:: Provided data ::

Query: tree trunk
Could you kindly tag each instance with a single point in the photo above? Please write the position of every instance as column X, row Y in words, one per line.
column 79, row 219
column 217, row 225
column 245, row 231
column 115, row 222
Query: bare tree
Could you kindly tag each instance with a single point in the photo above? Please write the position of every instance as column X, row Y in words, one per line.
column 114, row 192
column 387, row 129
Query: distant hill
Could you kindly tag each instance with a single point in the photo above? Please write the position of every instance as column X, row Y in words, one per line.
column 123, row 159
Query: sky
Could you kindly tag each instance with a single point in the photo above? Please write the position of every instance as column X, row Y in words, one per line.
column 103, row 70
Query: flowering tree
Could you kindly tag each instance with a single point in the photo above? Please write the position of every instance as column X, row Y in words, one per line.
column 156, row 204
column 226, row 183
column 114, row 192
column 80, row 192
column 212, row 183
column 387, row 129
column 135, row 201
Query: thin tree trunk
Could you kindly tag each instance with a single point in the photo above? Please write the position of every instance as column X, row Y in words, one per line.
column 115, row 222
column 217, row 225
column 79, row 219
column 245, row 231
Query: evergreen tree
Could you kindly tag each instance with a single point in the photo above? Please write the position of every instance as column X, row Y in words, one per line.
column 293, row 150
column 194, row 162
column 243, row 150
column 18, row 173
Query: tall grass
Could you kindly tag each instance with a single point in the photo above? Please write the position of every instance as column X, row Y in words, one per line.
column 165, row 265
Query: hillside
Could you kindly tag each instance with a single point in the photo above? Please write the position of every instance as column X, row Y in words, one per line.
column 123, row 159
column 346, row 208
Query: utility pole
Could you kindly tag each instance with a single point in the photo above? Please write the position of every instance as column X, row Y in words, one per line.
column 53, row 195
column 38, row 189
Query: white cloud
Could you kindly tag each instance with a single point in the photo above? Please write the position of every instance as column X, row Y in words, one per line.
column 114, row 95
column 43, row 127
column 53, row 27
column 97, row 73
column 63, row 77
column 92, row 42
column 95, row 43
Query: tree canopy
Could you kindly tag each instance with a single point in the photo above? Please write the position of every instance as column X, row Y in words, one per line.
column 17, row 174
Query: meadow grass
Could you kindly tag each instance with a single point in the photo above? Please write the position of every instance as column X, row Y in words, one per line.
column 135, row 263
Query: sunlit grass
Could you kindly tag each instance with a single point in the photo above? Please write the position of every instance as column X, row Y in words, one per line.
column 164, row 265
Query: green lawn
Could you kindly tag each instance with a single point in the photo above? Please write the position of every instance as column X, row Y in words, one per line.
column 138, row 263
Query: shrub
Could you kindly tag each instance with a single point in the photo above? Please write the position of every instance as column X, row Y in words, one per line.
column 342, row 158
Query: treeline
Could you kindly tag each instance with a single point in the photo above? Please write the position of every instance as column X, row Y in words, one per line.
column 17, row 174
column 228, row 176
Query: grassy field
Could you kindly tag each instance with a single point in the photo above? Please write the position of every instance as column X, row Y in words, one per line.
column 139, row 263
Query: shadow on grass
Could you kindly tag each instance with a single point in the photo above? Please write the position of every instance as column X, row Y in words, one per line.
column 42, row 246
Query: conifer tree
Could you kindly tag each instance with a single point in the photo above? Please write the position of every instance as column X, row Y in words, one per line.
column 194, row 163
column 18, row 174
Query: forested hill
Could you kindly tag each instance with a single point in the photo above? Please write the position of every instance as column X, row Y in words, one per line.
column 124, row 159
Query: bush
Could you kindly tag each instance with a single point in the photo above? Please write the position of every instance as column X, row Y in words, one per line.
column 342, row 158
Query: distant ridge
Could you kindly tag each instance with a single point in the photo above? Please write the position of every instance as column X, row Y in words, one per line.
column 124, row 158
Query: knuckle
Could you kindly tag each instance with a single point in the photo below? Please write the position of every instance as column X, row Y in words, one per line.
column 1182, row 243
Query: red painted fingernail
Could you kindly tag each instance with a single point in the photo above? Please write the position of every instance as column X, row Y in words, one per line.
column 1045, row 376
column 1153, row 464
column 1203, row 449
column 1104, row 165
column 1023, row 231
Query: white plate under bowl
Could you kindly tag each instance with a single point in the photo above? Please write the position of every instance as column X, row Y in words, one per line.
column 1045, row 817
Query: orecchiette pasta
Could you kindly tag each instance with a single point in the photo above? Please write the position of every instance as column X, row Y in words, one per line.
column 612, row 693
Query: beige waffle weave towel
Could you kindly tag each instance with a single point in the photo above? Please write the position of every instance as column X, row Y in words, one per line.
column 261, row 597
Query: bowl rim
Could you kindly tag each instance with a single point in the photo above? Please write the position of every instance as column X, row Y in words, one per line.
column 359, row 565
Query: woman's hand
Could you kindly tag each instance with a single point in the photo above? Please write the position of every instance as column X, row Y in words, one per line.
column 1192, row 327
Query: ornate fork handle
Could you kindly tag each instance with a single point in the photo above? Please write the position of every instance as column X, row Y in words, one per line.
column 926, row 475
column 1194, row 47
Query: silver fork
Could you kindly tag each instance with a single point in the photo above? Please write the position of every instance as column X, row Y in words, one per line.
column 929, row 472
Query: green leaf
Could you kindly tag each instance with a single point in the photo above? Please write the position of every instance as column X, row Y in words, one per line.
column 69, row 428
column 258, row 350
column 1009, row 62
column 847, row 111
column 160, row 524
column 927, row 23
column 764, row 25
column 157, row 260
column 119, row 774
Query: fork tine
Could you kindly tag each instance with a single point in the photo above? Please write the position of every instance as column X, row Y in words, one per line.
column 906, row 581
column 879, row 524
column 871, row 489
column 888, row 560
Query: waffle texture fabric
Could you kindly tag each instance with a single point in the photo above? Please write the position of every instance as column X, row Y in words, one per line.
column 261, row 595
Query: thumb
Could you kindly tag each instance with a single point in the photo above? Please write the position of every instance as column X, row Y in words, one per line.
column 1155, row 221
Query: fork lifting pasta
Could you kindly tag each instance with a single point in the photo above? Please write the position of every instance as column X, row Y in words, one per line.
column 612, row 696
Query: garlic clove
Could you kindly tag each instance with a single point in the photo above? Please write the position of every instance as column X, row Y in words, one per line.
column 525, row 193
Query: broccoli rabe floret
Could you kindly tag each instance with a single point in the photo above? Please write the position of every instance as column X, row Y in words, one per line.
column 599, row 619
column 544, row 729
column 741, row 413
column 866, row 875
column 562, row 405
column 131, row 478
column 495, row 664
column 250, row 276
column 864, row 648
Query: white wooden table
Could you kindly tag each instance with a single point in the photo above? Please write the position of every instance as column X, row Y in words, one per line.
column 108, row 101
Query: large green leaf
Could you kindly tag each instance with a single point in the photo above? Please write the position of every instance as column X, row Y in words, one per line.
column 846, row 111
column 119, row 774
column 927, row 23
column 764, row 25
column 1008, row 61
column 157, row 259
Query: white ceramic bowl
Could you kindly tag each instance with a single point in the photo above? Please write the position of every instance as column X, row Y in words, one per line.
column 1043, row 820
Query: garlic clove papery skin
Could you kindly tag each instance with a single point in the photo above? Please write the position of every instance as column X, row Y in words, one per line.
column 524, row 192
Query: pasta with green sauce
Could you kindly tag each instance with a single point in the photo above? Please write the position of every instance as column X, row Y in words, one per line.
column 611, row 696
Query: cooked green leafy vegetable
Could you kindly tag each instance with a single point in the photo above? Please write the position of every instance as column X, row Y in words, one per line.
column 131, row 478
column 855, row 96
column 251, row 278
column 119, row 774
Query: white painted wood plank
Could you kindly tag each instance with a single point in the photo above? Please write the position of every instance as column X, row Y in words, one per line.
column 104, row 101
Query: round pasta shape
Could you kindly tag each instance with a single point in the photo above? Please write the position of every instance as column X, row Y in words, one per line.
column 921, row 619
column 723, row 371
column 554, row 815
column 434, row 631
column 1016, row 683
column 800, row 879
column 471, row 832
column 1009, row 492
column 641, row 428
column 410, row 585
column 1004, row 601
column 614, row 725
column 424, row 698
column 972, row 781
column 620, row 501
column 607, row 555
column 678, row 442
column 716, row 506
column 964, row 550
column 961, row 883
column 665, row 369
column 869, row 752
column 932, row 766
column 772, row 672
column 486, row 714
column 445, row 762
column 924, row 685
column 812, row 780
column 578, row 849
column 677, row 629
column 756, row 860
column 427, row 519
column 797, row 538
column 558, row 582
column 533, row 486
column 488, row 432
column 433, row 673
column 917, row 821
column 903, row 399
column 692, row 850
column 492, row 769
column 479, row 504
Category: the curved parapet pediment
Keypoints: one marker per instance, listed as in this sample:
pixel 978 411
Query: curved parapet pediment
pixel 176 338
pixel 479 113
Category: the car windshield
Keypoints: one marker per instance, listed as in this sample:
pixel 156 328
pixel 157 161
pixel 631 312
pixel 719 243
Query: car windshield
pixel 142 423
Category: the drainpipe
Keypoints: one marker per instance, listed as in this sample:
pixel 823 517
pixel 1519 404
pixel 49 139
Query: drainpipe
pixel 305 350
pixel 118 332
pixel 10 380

:::

_Description of the task_
From the entries above, restate word for word the lines from the line containing "Query: knuckle" to the line containing "Query: red painted fingernail", both ends included, and nothing more.

_Response box_
Query: knuckle
Could you kindly tag each instance with a single point in the photo below? Please write the position of every instance as column X, row Y in words, one per line.
column 1182, row 243
Query: red painted fingernail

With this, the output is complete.